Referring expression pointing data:
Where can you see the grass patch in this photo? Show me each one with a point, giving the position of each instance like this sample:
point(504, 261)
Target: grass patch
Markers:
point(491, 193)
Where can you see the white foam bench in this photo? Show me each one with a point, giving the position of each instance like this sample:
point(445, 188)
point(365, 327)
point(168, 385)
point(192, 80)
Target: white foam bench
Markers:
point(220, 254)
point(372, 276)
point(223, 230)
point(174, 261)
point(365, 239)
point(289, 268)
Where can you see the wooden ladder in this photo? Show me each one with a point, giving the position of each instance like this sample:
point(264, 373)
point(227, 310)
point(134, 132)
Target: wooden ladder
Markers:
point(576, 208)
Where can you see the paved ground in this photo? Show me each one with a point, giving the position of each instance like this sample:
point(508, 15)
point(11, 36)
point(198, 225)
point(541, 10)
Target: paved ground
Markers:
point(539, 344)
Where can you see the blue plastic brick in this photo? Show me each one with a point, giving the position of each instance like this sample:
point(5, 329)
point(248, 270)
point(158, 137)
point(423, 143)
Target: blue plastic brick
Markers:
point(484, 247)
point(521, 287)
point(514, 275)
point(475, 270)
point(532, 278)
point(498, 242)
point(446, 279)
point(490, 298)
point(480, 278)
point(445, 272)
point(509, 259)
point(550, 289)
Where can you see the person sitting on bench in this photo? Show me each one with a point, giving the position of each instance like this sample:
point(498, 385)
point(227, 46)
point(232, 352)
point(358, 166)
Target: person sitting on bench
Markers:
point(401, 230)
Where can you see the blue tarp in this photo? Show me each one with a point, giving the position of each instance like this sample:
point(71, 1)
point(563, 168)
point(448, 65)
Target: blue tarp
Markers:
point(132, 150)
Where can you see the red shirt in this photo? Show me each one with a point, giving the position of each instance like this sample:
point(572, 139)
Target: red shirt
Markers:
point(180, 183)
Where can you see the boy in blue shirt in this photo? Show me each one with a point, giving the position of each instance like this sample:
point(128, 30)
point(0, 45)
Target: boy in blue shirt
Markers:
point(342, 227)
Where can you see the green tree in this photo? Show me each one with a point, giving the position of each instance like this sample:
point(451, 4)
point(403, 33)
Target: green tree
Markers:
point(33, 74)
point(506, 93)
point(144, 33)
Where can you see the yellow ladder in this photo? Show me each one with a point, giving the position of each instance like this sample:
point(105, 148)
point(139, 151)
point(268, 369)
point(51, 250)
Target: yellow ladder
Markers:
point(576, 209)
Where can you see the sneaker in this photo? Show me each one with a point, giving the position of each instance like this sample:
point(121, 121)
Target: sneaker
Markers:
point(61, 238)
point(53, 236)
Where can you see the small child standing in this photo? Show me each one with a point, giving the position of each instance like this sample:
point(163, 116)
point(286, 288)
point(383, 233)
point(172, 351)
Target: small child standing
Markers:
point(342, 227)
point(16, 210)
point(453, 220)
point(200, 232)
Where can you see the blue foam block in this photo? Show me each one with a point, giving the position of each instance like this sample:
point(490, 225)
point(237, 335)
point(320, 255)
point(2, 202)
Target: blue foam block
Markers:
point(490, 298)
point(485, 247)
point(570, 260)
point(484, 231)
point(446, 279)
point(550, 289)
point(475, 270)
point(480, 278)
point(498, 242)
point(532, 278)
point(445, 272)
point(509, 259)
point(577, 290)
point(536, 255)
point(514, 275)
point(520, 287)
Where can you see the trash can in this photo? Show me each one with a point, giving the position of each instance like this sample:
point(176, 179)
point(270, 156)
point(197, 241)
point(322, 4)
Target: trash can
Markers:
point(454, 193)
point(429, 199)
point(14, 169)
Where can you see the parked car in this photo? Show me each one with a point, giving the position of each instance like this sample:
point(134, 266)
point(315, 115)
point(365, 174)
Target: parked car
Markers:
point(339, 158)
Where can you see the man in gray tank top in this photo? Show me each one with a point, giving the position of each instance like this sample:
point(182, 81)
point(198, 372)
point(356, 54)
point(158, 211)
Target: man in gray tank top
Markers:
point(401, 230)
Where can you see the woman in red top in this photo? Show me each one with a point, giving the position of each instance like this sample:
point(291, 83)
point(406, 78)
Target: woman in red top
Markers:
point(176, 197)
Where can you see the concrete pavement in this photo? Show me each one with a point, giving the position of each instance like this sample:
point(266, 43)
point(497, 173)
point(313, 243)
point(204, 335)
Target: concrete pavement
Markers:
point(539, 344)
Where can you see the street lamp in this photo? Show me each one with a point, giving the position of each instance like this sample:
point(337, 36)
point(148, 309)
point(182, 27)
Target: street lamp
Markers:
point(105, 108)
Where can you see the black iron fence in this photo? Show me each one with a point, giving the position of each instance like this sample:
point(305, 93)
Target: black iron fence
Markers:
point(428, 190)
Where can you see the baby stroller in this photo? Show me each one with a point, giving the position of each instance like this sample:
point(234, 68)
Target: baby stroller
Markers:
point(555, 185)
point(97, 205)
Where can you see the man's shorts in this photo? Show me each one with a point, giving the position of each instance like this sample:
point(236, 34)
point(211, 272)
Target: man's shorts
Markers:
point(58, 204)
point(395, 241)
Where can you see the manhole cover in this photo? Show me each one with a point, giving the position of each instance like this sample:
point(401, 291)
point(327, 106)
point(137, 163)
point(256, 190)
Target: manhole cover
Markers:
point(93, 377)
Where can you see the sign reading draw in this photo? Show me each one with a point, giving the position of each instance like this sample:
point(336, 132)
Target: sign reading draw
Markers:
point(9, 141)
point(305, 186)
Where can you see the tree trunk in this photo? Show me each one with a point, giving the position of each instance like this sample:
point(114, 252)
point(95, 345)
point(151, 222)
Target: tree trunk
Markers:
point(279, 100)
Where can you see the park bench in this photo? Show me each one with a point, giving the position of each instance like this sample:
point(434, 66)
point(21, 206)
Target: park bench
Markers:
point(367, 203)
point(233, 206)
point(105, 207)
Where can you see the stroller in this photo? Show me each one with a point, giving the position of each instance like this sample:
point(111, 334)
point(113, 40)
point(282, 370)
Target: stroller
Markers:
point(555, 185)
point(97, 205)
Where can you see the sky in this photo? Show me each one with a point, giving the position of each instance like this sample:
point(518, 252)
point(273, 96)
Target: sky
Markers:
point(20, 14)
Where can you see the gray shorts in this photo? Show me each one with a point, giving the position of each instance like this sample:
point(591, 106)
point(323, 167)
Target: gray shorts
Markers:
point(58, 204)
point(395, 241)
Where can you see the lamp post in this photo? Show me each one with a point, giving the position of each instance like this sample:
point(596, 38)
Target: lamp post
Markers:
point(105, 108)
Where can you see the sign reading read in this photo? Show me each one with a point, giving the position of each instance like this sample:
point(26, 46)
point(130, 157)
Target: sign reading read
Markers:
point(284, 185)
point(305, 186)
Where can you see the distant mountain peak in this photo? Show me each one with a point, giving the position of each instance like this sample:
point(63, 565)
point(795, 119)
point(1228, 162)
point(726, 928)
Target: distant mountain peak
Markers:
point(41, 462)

---

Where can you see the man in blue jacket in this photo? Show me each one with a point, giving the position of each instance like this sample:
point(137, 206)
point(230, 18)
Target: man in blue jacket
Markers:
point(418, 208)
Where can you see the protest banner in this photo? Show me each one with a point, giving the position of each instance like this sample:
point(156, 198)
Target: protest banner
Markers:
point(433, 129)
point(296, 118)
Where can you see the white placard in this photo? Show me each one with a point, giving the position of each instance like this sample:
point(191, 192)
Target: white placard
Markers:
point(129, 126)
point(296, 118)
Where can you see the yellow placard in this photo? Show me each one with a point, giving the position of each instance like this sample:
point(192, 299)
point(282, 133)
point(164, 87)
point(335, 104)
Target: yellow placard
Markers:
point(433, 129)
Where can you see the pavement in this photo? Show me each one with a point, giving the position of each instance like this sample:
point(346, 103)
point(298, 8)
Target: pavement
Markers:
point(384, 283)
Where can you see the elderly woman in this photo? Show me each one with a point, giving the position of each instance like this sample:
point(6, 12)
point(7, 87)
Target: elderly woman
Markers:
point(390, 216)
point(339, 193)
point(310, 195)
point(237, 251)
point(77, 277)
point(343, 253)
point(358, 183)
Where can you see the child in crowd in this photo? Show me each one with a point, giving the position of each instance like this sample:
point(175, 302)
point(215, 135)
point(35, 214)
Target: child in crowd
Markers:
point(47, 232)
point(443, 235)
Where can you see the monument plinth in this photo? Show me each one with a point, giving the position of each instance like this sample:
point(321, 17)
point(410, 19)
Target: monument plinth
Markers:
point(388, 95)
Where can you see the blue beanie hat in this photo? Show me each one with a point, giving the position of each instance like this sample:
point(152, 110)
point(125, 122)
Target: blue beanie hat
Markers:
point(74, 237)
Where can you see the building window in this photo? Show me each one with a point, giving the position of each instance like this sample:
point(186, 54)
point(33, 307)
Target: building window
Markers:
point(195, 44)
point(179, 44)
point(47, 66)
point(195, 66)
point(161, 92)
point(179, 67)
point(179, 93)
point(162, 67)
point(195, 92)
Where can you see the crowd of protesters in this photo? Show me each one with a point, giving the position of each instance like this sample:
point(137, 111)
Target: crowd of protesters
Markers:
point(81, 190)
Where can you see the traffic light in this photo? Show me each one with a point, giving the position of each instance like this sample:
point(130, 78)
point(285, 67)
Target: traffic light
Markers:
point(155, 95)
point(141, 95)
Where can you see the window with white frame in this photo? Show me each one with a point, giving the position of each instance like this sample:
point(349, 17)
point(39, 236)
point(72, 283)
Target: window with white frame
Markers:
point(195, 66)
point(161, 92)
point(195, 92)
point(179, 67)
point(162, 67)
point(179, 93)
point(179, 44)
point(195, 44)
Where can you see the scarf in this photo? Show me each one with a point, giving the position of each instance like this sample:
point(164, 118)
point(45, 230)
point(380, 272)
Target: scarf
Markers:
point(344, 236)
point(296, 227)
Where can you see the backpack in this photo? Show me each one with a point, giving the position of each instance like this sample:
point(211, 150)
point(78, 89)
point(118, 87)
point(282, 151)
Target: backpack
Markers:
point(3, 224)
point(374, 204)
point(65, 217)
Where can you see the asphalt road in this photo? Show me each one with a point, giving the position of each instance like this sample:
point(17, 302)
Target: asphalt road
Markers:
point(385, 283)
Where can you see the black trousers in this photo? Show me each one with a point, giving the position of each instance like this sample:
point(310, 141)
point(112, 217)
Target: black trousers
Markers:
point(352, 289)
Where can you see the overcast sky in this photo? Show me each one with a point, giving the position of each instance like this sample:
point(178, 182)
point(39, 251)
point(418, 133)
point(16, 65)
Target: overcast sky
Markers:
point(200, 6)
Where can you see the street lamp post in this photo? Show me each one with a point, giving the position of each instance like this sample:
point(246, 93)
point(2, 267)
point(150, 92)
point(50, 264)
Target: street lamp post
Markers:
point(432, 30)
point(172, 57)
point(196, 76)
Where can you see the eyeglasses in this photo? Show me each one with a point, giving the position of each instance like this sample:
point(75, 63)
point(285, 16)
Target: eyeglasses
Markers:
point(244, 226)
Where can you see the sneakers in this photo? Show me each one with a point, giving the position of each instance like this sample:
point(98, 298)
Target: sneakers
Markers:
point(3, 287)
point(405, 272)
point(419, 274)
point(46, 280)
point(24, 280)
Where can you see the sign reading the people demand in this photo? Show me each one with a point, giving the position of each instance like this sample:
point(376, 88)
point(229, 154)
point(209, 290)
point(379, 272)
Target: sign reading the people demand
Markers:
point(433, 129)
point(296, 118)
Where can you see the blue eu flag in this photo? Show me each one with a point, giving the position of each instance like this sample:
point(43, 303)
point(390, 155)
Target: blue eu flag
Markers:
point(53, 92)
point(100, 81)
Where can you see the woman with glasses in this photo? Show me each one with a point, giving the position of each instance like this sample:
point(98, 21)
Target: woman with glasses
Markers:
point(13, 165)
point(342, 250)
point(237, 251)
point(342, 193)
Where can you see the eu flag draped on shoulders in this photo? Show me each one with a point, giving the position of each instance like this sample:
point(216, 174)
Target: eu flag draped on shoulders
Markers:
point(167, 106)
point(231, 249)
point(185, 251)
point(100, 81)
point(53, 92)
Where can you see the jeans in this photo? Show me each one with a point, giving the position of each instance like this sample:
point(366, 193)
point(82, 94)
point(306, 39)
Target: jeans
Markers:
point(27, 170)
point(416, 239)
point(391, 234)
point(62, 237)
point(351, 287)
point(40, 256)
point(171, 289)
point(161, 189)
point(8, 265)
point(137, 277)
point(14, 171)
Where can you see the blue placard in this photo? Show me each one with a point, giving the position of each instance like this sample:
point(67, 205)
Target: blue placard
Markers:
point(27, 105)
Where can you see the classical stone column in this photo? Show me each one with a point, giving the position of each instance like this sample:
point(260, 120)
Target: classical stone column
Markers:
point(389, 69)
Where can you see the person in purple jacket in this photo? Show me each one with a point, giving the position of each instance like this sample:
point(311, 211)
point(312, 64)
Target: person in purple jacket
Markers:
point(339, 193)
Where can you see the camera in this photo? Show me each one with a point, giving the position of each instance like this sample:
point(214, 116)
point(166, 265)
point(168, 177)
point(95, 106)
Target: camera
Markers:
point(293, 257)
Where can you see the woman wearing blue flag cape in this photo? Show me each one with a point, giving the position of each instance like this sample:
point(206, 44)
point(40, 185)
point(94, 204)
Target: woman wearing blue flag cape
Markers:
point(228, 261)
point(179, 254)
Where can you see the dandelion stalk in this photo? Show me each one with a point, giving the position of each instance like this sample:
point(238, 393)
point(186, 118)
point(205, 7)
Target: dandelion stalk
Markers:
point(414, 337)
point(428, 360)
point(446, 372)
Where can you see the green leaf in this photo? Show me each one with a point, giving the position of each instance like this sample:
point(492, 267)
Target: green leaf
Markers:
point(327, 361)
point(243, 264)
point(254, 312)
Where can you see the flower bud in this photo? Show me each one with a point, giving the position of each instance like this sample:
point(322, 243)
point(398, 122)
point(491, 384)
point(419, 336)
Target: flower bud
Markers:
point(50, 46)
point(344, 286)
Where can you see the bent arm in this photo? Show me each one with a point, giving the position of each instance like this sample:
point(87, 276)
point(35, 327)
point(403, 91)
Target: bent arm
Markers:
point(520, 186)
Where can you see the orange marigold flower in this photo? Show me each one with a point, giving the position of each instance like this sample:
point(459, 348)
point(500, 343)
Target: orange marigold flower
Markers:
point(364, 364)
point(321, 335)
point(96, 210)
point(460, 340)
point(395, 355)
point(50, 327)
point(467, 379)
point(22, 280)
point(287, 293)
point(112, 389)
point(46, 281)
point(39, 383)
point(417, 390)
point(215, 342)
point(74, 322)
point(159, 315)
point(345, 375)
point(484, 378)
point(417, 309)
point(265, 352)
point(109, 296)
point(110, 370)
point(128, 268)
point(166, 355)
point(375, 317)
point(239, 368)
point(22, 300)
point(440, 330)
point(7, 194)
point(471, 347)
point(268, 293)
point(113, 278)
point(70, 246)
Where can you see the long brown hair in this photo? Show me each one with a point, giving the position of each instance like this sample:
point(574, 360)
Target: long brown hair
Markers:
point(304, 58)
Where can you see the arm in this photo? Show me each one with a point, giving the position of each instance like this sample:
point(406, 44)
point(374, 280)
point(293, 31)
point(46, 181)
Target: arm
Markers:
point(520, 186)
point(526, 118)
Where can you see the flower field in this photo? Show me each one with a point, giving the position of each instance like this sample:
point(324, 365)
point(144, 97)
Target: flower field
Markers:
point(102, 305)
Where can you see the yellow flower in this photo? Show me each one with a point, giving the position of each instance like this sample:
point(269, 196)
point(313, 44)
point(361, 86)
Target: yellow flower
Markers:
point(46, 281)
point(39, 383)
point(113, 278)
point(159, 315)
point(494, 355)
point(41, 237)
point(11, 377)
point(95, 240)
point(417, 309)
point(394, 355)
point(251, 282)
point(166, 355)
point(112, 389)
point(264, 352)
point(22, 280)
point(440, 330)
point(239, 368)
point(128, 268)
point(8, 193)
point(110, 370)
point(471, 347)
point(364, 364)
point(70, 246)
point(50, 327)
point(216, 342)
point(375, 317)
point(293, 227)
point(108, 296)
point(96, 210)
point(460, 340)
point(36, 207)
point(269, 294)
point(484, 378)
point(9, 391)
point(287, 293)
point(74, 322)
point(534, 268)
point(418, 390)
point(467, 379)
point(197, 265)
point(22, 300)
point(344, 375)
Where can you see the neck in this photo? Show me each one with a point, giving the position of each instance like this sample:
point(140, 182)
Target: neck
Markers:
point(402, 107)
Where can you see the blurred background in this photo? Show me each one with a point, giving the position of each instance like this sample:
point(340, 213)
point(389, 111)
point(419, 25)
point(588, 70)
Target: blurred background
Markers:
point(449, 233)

*Assignment*: Wherever the string "backpack" appears in a line of the records, copy that line.

*Result*:
Where can you see the backpack in this photo? Show me each one with a point, giving the position of each instance like this sample:
Target: backpack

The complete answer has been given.